### DATASET EXTRACT
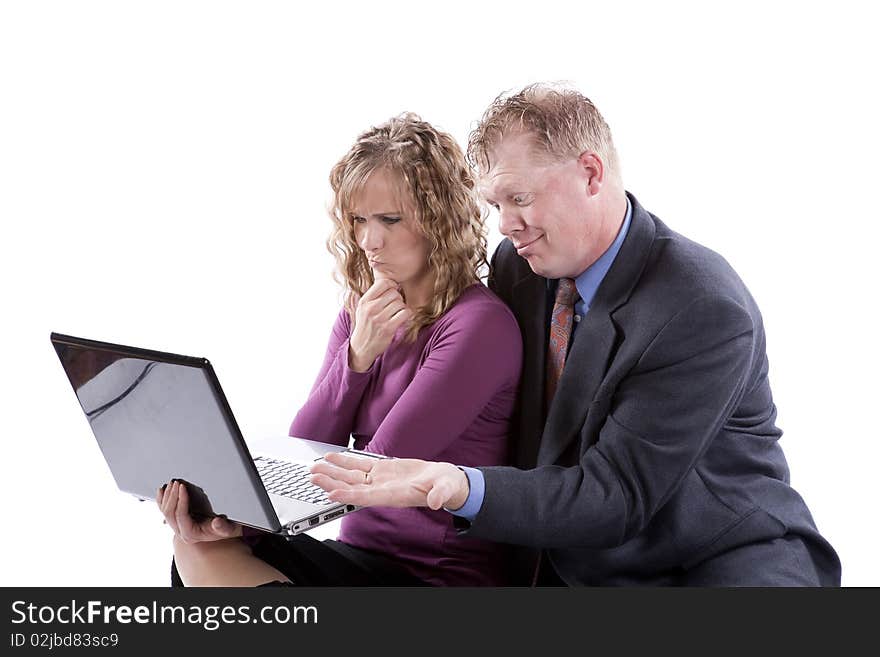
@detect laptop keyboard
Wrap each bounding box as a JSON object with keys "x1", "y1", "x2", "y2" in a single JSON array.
[{"x1": 254, "y1": 456, "x2": 331, "y2": 504}]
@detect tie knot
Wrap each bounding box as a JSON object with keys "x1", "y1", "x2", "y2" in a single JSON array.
[{"x1": 556, "y1": 278, "x2": 578, "y2": 306}]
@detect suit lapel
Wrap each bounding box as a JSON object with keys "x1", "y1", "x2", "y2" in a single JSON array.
[
  {"x1": 537, "y1": 195, "x2": 655, "y2": 465},
  {"x1": 511, "y1": 270, "x2": 548, "y2": 468}
]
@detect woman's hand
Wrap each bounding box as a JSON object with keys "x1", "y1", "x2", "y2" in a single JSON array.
[
  {"x1": 156, "y1": 481, "x2": 241, "y2": 543},
  {"x1": 348, "y1": 278, "x2": 413, "y2": 372}
]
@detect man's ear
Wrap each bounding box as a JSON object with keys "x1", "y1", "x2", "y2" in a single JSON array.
[{"x1": 578, "y1": 151, "x2": 605, "y2": 196}]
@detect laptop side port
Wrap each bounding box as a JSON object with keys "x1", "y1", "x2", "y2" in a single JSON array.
[{"x1": 324, "y1": 509, "x2": 345, "y2": 522}]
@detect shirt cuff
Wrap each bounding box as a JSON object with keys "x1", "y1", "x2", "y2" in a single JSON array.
[{"x1": 444, "y1": 466, "x2": 486, "y2": 521}]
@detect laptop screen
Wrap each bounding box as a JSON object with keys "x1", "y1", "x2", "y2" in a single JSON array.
[{"x1": 53, "y1": 336, "x2": 278, "y2": 527}]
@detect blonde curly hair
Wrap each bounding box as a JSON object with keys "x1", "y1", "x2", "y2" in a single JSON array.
[{"x1": 327, "y1": 113, "x2": 488, "y2": 341}]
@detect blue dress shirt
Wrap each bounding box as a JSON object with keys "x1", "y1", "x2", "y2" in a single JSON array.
[{"x1": 446, "y1": 198, "x2": 632, "y2": 520}]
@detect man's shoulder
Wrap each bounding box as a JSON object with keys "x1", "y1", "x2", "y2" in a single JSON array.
[
  {"x1": 620, "y1": 212, "x2": 760, "y2": 324},
  {"x1": 640, "y1": 218, "x2": 748, "y2": 303}
]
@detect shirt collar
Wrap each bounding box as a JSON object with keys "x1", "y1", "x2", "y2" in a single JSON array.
[{"x1": 574, "y1": 197, "x2": 632, "y2": 315}]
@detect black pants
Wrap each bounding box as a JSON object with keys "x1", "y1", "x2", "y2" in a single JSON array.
[{"x1": 171, "y1": 534, "x2": 427, "y2": 586}]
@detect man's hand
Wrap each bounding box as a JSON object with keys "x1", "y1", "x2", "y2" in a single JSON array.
[
  {"x1": 156, "y1": 481, "x2": 241, "y2": 543},
  {"x1": 348, "y1": 278, "x2": 413, "y2": 372},
  {"x1": 311, "y1": 453, "x2": 470, "y2": 510}
]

### THE REQUEST
List each line of the data above that contains the string "hand", copying every such line in full. Case counts.

### RESULT OF THE TASK
@detect woman's hand
@detect man's hand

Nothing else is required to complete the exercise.